### [Record excerpts]
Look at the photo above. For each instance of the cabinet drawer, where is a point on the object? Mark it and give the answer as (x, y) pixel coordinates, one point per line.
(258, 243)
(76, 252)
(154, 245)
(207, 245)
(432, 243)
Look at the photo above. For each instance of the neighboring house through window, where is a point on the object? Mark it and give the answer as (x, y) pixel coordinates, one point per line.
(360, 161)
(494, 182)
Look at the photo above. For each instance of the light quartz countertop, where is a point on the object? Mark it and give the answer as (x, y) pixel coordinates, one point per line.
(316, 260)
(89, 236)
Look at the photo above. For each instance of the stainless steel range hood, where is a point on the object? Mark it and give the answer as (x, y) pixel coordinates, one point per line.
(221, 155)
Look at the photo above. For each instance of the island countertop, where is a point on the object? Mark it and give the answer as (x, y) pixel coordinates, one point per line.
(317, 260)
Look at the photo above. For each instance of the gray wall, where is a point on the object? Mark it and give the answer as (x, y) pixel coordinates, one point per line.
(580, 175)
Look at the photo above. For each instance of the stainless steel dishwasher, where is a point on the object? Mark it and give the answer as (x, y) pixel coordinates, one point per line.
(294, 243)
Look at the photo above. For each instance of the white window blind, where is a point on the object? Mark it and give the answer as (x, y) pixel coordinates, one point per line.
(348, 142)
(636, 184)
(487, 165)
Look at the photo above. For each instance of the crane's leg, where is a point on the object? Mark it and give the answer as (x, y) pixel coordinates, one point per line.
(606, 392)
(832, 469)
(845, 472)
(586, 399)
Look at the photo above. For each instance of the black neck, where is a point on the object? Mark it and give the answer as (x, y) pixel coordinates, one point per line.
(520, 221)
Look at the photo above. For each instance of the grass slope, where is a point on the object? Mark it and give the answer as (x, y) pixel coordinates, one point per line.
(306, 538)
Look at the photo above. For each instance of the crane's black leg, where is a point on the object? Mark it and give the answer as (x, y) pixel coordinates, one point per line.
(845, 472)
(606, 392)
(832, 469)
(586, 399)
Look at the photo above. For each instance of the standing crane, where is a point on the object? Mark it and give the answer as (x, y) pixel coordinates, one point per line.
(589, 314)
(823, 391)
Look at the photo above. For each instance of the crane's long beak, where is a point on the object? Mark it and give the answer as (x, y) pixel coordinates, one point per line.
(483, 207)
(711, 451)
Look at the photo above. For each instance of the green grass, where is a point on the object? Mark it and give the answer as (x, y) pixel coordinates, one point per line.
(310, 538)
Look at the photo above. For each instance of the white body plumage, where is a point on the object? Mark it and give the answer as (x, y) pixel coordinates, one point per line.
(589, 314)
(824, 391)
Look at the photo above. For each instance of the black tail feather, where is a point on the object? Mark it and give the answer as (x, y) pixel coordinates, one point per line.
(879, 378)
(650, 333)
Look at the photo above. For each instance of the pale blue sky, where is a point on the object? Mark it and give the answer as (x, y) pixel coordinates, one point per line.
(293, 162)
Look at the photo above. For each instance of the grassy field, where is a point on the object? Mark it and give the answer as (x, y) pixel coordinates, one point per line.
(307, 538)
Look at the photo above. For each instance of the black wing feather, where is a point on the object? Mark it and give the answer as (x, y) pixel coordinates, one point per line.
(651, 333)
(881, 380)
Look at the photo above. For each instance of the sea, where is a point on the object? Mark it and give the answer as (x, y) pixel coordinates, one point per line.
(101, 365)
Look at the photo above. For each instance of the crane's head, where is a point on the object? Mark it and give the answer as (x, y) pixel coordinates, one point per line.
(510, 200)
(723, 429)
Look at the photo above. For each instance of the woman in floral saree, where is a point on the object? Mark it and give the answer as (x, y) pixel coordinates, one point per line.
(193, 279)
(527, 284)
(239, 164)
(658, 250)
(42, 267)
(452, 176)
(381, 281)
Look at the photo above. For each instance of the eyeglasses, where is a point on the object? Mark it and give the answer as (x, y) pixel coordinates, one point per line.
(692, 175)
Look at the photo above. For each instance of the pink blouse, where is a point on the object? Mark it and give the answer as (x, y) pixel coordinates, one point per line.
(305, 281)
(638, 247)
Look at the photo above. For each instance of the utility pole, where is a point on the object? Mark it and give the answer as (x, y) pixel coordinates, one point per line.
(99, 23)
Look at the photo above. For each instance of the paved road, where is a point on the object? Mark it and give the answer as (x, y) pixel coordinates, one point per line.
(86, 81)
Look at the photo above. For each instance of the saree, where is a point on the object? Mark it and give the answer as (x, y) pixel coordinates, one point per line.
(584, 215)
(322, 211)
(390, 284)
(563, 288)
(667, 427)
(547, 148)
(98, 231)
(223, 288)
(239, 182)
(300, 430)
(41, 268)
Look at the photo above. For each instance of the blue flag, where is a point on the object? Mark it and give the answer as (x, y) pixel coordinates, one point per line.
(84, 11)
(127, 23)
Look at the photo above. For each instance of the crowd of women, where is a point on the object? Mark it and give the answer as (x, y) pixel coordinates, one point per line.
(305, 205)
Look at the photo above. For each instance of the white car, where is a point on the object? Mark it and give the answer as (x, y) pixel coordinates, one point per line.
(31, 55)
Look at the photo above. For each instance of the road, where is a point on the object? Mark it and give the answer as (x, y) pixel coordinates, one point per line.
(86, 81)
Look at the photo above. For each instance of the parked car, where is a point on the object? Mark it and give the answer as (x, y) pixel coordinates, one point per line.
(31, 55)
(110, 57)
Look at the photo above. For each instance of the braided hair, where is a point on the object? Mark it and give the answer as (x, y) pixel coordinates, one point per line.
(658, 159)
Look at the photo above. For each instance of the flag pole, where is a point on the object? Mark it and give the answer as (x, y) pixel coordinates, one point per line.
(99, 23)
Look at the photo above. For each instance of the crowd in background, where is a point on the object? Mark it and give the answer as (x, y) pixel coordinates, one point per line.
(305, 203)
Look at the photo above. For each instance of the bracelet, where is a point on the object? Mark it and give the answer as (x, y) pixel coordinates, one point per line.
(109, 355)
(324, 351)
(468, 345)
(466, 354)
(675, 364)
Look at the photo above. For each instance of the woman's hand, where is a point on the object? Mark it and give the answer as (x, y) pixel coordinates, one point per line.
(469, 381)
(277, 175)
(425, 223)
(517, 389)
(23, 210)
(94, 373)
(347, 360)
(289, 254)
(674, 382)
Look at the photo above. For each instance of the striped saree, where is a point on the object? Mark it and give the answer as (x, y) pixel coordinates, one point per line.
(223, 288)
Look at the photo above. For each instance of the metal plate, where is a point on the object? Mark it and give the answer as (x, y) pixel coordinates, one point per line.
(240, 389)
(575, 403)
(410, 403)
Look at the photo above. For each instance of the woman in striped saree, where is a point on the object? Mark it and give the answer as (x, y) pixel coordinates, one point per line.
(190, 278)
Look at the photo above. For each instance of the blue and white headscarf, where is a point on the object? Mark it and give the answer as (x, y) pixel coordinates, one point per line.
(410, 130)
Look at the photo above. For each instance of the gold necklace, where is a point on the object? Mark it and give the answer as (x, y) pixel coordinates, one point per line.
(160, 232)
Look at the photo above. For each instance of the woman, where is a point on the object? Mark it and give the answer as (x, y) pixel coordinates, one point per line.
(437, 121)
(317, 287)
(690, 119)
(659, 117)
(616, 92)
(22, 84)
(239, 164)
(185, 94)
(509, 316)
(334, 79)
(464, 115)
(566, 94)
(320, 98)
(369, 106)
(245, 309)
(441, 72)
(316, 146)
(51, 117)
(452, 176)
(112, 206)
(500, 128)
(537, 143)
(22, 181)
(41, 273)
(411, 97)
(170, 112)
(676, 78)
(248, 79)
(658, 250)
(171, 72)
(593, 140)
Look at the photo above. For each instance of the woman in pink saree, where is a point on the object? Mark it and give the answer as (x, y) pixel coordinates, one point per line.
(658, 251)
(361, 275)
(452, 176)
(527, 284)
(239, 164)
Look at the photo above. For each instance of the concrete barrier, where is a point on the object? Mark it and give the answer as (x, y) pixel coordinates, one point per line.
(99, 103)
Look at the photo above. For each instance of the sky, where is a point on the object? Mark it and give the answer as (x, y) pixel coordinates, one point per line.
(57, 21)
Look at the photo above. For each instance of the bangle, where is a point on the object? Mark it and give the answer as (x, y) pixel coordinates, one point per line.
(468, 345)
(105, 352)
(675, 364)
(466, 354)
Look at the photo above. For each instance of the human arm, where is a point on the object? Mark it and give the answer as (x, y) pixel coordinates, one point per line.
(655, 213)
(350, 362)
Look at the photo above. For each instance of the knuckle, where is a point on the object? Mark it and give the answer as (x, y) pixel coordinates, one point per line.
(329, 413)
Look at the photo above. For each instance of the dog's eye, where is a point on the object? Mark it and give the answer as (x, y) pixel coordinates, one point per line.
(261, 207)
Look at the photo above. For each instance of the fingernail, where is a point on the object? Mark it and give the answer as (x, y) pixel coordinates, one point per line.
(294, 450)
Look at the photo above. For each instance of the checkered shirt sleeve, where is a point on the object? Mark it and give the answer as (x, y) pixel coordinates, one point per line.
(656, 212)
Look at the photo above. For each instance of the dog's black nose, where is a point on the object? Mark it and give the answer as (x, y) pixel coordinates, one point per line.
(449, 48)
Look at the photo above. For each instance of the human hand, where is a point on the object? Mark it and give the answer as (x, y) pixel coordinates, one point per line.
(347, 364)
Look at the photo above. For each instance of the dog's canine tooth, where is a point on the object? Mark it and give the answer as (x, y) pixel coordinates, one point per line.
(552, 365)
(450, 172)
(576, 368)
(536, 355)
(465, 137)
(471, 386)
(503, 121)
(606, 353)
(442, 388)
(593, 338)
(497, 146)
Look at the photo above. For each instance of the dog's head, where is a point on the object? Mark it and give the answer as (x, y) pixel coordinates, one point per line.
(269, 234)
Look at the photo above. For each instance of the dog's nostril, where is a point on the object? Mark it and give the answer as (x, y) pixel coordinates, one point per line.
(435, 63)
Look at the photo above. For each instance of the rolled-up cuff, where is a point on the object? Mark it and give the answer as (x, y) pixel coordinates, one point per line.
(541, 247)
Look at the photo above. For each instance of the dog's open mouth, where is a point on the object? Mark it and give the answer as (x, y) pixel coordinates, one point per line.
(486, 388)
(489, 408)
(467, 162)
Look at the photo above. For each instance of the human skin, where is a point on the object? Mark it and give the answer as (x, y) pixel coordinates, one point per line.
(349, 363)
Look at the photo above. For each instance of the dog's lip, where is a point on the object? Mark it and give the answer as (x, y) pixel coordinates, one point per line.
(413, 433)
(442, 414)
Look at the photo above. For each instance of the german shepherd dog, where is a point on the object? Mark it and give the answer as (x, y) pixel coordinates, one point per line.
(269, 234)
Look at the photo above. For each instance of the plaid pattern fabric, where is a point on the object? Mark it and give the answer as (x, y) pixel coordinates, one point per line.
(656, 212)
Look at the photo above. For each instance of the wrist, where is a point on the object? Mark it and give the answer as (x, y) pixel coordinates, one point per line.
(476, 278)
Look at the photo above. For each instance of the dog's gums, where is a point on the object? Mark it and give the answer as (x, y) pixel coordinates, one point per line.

### [Exercise brief]
Write out each line exactly, beginning at the one with "dog's lip, where" and ending at the final line of the records above, with nothing added.

### [Response for this exercise]
Look at the photo above. For each instance of the dog's lip, where is a point on the object? Mark it and give the answer as (x, y) pixel coordinates, one point per line.
(413, 433)
(442, 414)
Look at the photo above. For each instance of the german shepherd dog, where is a point on the object? Mark it and give the answer as (x, y) pixel coordinates, one point per line.
(269, 234)
Look at the photo above. For each instance of the plaid pattern fabric, where is a point on the object? Mark it and give the answer as (x, y) pixel coordinates, one point per line.
(656, 212)
Look at the photo above. For each instance of the wrist, where is a point on the object? Mark it and give the answer as (x, y) pixel coordinates, one point per line.
(476, 278)
Look at the photo above. For each instance of the dog's gums, where is a point on the object? Mark it and give the answer as (x, y) pixel coordinates, one point per line.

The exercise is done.